§ Given text
* * * *

Historical Evolution and Medical Device Approval
In the 90s, the FDA was already taking its first steps in regulating medical devices that used artificial intelligence. A pioneering example is PAPNET, a system that used neural networks to assist in the diagnosis of cervical cancer in women. This milestone opened the door to the incorporation of algorithms in medical diagnosis.
Today, it is estimated that the FDA has approved around 1,000 AI-based medical devices, many of which are designed to support clinical decisions in areas such as radiology, cardiology, and ophthalmology. However, simply having regulatory approval does not guarantee successful integration into daily practice.
The Importance of Explainability in AI
One of the main obstacles to the full adoption of AI in healthcare is the problem known as the "black box." Many algorithms offer accurate results in retrospective studies, but their internal functioning is difficult for clinical professionals to interpret.
This lack of interpretability is especially critical in environments where decision-making must be based on clear explanations. For example, the IDx-DR device, approved for diabetic retinopathy detection, offers a binary result (positive or negative) without providing details on how that conclusion was reached. Although its clinical studies have shown acceptable accuracy, the absence of a detailed explanation has generated skepticism among some physicians, who prefer to have additional information to support their clinical judgment.
Concrete Cases of Lack of Trust
1. Limited Validation and Overfitting
Numerous approved devices have been validated primarily with historical data and in a single clinical center. A recent study showed that, out of 141 evaluated algorithms, most had only retrospective validation, and very few had undergone prospective studies or randomized controlled trials. This limitation increases the risk of overfitting and population biases, which can cause the algorithm's performance to decline when applied in clinical environments different from those in which it was trained.
2. Algorithms with Inherent Biases
A case that captured media attention was that of an algorithm used to allocate resources in healthcare systems in the United States. This algorithm, based on historical data of medical service usage, tended to assign less complex treatments to African American patients, erroneously concluding that their conditions were less severe. The root of the problem lay in the fact that the data reflected existing inequalities in access to care, which resulted in discriminatory decisions and, consequently, a significant loss of trust in these automated systems.
3. False Alerts in Sepsis Detection Systems
Another example is algorithms designed to predict sepsis. In some systems, a high rate of false alerts has been observed, which generates fatigue in clinical staff. When doctors receive too many alerts that turn out to be inaccurate, the tendency is to ignore them, which can have serious consequences for patient safety. The inability to explain and adjust these alerts in real-time contributes to a perception of ineffectiveness and distrust in the technology.
The FDA's Perspective and the Need for More Rigorous Standards
The U.S. Food and Drug Administration (FDA) recognizes these challenges and is working to establish regulatory frameworks that encourage innovation without sacrificing safety and efficacy. In a recent article published in JAMA, senior FDA officials emphasized the importance of developing an adaptable, science-based regulatory scheme that allows for continuous assessment of AI performance in clinical practice.
- Adaptability in validation: Encourage prospective studies and controlled trials that go beyond retrospective validation.
- Transparency in decision-making: Promote the development of explainable AI techniques, such as heat maps or saliency maps, that allow physicians to better understand the algorithm's decision-making process.

* * * *

§ Provided material
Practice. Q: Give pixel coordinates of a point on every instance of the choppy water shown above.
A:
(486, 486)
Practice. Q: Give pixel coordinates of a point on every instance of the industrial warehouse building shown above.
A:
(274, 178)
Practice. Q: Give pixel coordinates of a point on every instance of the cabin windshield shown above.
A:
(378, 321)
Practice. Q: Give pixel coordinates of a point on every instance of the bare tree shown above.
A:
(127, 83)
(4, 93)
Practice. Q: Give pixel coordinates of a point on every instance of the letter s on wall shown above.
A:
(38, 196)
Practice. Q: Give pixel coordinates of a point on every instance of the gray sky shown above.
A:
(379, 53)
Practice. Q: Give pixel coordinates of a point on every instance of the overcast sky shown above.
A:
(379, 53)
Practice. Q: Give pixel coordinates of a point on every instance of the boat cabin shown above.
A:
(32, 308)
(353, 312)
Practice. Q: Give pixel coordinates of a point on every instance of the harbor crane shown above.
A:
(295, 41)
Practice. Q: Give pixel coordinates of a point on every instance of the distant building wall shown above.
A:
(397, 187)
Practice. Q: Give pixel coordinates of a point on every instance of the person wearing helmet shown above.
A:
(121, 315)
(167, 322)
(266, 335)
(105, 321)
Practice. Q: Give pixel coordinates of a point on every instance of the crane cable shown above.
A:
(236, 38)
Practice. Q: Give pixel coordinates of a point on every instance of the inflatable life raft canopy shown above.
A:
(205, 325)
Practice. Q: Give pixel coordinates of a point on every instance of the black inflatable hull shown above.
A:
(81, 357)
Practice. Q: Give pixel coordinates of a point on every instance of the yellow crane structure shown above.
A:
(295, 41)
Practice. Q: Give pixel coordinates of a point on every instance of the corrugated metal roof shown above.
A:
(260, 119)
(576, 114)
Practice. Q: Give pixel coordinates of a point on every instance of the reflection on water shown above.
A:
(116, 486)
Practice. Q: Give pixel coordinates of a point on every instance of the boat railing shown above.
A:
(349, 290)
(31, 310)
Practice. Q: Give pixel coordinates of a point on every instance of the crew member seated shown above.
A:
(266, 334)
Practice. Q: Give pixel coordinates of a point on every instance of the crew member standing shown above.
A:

* * * *

§ Activity A
In the article on AI medical devices, what did PAPNET help doctors diagnose?
§ Activity B
Write out the article on AI medical devices from "The FDA's Perspective" up to and including "in clinical practice.", swapping "senior FDA officials" for "top FDA officials".
The rows have nothing to do with this work.

§ Answer section A
Cervical cancer in women.

§ Answer section B
The FDA's Perspective and the Need for More Rigorous Standards
The U.S. Food and Drug Administration (FDA) recognizes these challenges and is working to establish regulatory frameworks that encourage innovation without sacrificing safety and efficacy. In a recent article published in JAMA, top FDA officials emphasized the importance of developing an adaptable, science-based regulatory scheme that allows for continuous assessment of AI performance in clinical practice.